(Some records)

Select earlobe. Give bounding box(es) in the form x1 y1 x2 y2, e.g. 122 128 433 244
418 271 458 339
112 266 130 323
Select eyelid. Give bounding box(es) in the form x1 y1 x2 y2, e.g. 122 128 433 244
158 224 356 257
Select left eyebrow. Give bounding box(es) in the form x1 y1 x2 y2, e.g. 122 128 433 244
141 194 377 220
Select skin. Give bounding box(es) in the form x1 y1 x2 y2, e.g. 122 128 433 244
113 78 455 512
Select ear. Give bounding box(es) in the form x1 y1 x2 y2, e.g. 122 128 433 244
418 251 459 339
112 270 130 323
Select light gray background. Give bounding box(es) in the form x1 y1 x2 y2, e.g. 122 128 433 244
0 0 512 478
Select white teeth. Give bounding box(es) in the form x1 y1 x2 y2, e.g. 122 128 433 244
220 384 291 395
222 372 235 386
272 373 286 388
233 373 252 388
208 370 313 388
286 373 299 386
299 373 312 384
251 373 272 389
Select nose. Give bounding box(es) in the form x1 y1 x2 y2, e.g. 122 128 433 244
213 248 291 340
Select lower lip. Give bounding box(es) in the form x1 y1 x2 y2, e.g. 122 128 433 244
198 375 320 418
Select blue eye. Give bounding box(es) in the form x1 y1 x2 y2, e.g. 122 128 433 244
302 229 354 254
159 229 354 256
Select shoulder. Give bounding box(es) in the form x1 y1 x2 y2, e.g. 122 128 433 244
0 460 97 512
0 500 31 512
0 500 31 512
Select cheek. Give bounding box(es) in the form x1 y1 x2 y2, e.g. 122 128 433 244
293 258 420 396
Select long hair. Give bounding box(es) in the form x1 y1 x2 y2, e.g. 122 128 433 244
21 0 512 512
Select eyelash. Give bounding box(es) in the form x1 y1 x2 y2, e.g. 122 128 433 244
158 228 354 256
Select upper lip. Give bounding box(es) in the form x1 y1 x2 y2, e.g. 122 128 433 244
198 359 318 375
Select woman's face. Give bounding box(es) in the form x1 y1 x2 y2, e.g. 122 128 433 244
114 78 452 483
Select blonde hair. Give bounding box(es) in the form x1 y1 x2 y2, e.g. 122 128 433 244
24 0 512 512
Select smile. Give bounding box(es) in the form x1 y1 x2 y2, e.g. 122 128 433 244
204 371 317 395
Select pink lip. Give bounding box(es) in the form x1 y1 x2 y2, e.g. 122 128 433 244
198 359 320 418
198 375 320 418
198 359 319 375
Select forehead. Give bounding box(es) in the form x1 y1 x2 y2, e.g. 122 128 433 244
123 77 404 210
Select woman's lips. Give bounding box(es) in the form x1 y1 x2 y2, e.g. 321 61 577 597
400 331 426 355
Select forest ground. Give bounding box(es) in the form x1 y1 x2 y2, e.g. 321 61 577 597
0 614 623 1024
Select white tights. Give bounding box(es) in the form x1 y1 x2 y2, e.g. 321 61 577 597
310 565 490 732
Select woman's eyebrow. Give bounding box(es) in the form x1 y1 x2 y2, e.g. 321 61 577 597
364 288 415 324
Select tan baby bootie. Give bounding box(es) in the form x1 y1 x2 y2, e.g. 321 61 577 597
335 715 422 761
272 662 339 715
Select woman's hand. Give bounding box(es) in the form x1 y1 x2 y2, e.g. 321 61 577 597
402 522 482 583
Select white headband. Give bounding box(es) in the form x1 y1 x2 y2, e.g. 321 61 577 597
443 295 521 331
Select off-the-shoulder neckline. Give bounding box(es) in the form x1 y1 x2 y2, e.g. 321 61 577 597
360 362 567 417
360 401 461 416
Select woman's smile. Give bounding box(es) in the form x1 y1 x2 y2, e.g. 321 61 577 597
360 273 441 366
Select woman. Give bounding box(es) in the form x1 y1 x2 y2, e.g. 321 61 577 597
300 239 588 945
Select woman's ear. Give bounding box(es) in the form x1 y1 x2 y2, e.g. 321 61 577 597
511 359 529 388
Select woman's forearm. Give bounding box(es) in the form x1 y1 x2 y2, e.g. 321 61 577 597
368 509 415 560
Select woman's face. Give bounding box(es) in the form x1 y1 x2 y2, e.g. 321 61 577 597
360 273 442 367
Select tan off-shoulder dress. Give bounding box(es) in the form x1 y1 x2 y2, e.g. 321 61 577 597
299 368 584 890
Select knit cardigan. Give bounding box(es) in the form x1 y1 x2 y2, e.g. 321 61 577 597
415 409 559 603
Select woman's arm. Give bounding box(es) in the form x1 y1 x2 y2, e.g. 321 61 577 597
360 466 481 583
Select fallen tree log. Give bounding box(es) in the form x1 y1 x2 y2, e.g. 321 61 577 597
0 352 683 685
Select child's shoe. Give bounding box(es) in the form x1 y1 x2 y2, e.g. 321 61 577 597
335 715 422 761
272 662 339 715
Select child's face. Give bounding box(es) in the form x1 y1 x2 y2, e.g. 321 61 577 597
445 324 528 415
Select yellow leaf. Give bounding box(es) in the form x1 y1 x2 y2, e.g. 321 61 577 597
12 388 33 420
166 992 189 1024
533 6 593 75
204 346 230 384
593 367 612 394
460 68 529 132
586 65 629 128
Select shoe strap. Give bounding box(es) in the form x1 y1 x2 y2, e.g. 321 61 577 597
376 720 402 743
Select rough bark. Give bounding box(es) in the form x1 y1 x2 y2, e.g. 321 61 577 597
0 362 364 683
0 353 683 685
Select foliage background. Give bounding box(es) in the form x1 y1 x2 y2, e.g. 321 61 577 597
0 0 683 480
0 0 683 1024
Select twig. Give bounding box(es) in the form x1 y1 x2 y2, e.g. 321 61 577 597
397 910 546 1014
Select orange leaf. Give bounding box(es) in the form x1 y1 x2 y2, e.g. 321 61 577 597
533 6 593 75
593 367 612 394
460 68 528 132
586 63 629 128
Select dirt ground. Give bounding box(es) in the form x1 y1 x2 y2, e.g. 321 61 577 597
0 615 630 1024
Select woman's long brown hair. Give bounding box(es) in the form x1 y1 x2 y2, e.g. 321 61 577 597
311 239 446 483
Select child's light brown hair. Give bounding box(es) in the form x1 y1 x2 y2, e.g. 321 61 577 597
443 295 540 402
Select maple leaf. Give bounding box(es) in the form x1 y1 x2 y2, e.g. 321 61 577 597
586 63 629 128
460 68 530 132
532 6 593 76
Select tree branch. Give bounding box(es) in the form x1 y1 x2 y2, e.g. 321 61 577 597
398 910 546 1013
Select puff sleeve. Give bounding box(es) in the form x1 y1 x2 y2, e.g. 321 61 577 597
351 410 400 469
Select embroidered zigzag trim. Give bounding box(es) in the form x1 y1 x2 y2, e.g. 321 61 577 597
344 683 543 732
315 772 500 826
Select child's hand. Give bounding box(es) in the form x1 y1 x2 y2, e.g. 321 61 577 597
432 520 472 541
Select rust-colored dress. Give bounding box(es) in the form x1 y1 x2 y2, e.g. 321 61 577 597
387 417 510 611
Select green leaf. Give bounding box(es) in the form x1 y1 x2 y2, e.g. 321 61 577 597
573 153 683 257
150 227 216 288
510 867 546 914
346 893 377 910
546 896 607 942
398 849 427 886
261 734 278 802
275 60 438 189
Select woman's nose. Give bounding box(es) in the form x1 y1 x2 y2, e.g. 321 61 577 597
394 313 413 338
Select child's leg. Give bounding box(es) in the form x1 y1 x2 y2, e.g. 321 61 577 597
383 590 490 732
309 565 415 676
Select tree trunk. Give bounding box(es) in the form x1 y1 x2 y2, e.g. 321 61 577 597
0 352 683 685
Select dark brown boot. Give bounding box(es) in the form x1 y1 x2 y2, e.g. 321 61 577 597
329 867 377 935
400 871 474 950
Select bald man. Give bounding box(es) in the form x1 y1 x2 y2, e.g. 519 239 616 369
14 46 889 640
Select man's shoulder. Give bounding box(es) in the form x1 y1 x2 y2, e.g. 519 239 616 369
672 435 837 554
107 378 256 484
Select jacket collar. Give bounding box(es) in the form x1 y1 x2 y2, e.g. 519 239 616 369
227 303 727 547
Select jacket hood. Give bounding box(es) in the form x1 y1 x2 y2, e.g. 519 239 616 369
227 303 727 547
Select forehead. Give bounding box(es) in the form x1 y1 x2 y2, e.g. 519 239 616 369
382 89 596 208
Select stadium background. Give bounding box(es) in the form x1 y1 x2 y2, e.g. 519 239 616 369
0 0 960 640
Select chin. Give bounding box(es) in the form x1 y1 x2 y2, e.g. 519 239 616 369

__What is expected__. Turn everything from the line containing "Select jacket hood." down to the line containing "0 0 960 640", both included, into a Markdown table with columns Nr and Line, one numbered row per line and no blank lines.

__Result of this exercise__.
| Nr | Line |
|---|---|
| 1 | Select jacket hood. Give bounding box(es) in the form x1 y1 x2 y2, e.g. 519 239 616 369 |
| 2 | 227 303 727 547 |
| 3 | Select forehead. Give bounding box(es) in the form x1 y1 x2 y2, e.g. 519 239 616 369 |
| 4 | 382 89 596 208 |
| 5 | Select stadium background. Give bounding box(es) in the form x1 y1 x2 y2, e.g. 519 239 616 369 |
| 6 | 0 0 960 640 |